:: Brief ::
Can you lay out the listing below as a two-column CSV with the headers "request" and "answer," one row per request, putting its text and its answer each in a single quoted field and replacing line breaks with spaces?

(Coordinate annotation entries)
◇ ◇ ◇ ◇ ◇

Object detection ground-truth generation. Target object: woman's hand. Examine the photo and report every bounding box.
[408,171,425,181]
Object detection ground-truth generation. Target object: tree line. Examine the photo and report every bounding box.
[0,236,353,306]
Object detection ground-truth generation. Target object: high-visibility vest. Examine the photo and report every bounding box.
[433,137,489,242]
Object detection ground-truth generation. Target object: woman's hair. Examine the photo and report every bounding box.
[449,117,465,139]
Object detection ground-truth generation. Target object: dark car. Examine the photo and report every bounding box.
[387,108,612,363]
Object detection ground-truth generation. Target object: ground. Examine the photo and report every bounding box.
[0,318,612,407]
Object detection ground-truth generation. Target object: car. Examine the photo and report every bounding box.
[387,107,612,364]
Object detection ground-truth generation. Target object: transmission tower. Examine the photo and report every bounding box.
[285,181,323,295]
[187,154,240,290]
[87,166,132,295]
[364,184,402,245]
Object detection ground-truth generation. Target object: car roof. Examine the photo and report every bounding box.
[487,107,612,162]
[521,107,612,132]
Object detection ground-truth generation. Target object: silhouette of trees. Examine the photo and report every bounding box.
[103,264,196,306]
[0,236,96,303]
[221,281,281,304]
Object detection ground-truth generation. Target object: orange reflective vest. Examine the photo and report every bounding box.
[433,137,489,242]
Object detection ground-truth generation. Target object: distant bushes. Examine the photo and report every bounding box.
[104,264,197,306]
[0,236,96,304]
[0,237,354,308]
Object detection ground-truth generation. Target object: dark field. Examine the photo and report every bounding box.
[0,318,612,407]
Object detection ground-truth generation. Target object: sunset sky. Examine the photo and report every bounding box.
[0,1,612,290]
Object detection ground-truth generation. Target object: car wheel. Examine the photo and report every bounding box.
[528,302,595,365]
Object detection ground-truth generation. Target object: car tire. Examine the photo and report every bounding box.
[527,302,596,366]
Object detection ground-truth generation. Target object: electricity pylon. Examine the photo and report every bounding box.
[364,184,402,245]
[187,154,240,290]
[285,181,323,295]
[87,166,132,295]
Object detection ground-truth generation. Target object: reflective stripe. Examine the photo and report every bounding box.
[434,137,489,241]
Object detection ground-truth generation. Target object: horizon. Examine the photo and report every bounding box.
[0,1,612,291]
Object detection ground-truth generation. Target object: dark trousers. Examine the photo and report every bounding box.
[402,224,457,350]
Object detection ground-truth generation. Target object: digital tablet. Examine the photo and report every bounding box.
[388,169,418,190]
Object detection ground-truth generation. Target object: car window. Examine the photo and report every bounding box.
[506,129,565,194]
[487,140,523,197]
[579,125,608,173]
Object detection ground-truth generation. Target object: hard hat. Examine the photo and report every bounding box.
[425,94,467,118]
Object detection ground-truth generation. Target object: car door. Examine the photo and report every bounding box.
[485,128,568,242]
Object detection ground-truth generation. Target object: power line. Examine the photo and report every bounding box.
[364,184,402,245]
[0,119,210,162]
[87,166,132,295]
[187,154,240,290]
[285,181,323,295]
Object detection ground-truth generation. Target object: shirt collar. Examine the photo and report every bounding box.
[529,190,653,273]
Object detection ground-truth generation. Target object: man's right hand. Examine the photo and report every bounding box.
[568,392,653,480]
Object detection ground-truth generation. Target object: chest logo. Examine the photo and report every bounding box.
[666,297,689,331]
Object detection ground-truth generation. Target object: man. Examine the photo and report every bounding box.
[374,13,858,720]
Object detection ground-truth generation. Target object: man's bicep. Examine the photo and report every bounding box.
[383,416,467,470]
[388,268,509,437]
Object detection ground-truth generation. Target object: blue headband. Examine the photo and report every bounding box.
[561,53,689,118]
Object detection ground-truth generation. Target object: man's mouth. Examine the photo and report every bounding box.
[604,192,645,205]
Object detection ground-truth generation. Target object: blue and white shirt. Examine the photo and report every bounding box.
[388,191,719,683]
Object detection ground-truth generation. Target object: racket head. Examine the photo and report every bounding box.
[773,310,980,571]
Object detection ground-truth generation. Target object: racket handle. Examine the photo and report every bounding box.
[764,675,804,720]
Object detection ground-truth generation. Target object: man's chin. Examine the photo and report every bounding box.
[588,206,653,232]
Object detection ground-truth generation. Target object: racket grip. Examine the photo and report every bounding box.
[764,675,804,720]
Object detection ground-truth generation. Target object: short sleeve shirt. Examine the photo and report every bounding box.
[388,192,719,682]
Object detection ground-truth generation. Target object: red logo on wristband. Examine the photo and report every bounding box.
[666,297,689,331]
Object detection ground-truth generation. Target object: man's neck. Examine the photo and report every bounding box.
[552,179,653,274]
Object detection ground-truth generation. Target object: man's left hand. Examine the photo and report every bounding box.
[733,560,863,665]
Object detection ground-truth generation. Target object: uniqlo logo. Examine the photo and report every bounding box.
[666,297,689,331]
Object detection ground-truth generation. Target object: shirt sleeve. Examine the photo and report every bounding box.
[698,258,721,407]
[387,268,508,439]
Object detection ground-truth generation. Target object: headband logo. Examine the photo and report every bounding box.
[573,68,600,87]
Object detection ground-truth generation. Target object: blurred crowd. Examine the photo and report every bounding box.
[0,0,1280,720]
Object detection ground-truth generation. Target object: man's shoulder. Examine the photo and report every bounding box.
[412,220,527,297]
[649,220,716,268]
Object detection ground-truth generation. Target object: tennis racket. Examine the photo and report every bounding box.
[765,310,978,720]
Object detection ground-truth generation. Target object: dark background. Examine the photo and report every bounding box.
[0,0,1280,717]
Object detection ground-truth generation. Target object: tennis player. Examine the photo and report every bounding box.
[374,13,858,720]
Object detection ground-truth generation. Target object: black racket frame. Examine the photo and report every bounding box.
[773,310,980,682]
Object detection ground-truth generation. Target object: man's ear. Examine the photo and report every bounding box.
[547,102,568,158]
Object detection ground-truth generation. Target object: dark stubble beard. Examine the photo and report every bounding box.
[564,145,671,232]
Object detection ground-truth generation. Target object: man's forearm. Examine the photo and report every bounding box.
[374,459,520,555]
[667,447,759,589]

◇ ◇ ◇ ◇ ◇

:: Task result ::
request,answer
"Object detection ground-truth generation. Target object: woman's hand. Examine the photo and report every bounding box.","[408,171,425,181]"
"Object detection ground-truth generation. Target object: tree line. Examine the photo and report every bounding box.","[0,236,353,306]"
"Object detection ground-truth generation. Target object: high-visibility vest. Examine the photo and report every bounding box.","[433,137,489,242]"
"Object detection ground-truth generation. Target object: woman's hair. Examine the photo and report every bounding box.","[449,117,465,139]"
"Object detection ground-truth generation. Target object: dark car. Examine the photo and report every bounding box.","[387,108,612,363]"
"Object detection ground-truth generation. Target object: ground. Examine the photo and report every bounding box.","[0,318,612,407]"
"Object detection ground-truth generation. Target object: car. Examine the photo and report every bounding box.","[387,107,612,364]"
"Object detection ground-truth generation. Target object: transmission tower. Examine the photo and report every bounding box.","[285,181,323,295] [187,154,240,290] [87,166,132,295] [364,184,402,245]"
"Object detection ground-truth generation. Target object: car roof. Examine the photo and report every bounding box.","[487,107,612,162] [521,107,612,132]"
"Object detection ground-truth generation. Target object: silhouette of trees. Examine the photo and report every bounding box.","[103,264,196,306] [0,236,96,303] [221,281,281,304]"
"Object detection ground-truth generation. Target object: orange reflective vest. Examine the photo and report every bounding box.","[433,137,489,242]"
"Object detection ground-truth generation. Target object: distant bushes. Examine the photo and report every bounding box.","[104,264,197,306] [0,236,96,304] [0,237,354,308]"
"Object detection ground-truth generation. Target object: dark field. Examine the photo and report every bounding box.","[0,318,612,407]"
"Object detection ground-truth generation. Target object: sunset sky. Examine the photo and report every bounding box.","[0,1,612,290]"
"Object detection ground-truth generation. Target object: car wheel. Examine the photo and report every bounding box.","[528,302,595,365]"
"Object detection ground-truth generation. Target object: car tire. Examine the photo and report every bounding box.","[527,302,596,366]"
"Object detection ground-truth generation. Target object: electricity pylon. Examine the photo and report every bounding box.","[364,184,402,245] [187,154,240,290] [285,181,323,295] [87,166,132,295]"
"Object detection ground-truth generation. Target object: reflective stripe. Examine the photo and report every bounding box.","[434,137,489,241]"
"Object detection ground-truth generation. Target object: horizon. Examine the photo and report every bounding box.","[0,1,612,291]"
"Object detection ground-truth generation. Target object: dark trousers. Examine the photo and report every bounding box.","[402,224,457,350]"
"Object detection ground-truth generation. Target object: digital tablet. Examine the photo and report every bounding box.","[388,169,418,190]"
"Object detection ground-truth generation. Target object: car window. Examine the photo and report every bounding box.","[506,129,565,194] [487,140,523,197] [579,125,608,173]"
"Object detection ground-truth generation. Target object: hard hat. Examine the photo and report every bounding box.","[425,94,467,118]"
"Object detection ground-truth generation. Target object: car door. Examine the photo and report every bounding box.","[485,128,568,242]"
"Object detection ground-truth generation. Target object: power line. Examine the photo and report every bounding box.","[364,184,402,245] [0,119,210,162] [87,166,132,295] [187,154,240,290] [285,181,323,295]"
"Object detection ground-truth generation. Target object: shirt collar. Examine the photo and report every bounding box.","[529,190,653,273]"
"Object detection ground-truth generation. Target object: man's right hand. Examine the photo and report every bounding box.","[568,392,653,480]"
"Object detection ground-truth generation. Target object: chest logo. Examine the photo and report every bounding box.","[666,297,689,331]"
"Object detection ground-truth generation. Target object: man. Examine the photo and report every bounding box.","[374,13,858,720]"
"Object detection ground-truth generation. Target object: man's bicep. Examine the photo and report every bounding box.","[383,416,467,470] [388,268,509,437]"
"Object detection ground-truth generation. Target object: blue headband. Examine the photo and report every bounding box.","[561,53,689,118]"
"Object detection ground-truth generation. Target object: man's mouth. Examine the photo and report every bounding box.","[604,192,645,205]"
"Object detection ground-truth generation. Target object: blue and white shirt. Examine the photo and report every bounding box.","[388,191,719,683]"
"Object detection ground-truth generation. Target object: racket head. Examine the photo and report every bounding box.","[773,310,980,571]"
"Object detection ground-truth generation. Target object: racket handle. Examine the photo and report every bounding box.","[764,675,804,720]"
"Object detection ground-truth generation. Target object: man's chin. Examine the photo and report every bounding box.","[588,206,653,232]"
"Object detection ground-truth generation. Target object: racket grip. Examine the photo and report every bounding box.","[764,675,804,720]"
"Object detection ground-truth generation. Target object: short sleeve shirt. Examine the photo and report every bounding box.","[388,192,719,682]"
"Object detection ground-truth generation. Target object: red logo on wristband. Examine the photo and report every bounding box.","[666,297,689,331]"
"Object detection ground-truth generation. Target object: man's neck. Examine the photo and report every bounding box.","[552,179,653,274]"
"Object detection ground-truth generation. Target object: man's left hand. Examine the photo and report every bounding box.","[733,560,863,665]"
"Object detection ground-truth generation. Target object: uniqlo logo. Examine the photo and report every bounding box.","[666,297,689,331]"
"Object detection ground-truth generation. Target object: shirt sleeve. Examine the photo and report every bounding box.","[698,258,721,407] [387,268,508,439]"
"Object detection ground-truth generation. Target object: headband logo. Examine the photo and report every bounding box.","[573,68,600,87]"
"Object detection ground-truth generation. Target object: blurred crowd. Examine the photo and report every bounding box.","[0,0,1280,720]"
"Object detection ground-truth generation. Target object: man's shoulder. Examine the photo and report every bounding box.","[412,220,527,297] [649,220,716,268]"
"Object detection ground-truth generation. Target object: tennis racket. Examine the photo and report every bounding box.","[765,310,978,720]"
"Object detection ground-truth generation. Target object: dark background. Examine the photo and report every bounding box.","[0,0,1280,717]"
"Object detection ground-truth generation. Target object: tennis player. Examine the photo and report every bounding box.","[374,13,858,720]"
"Object detection ground-truth generation. Target object: black racket frame. Examine the photo and report every bounding box.","[773,310,980,682]"
"Object detection ground-truth generation. Target object: man's ear. Examine the photo and report every bounding box.","[547,102,568,158]"
"Object detection ground-truth generation. Target object: dark stubble beard. Examine the photo and report every bounding box.","[564,145,671,232]"
"Object detection ground-truth generation. Target object: man's forearm. Examine the photo and report every bounding box.","[374,459,520,555] [667,447,759,589]"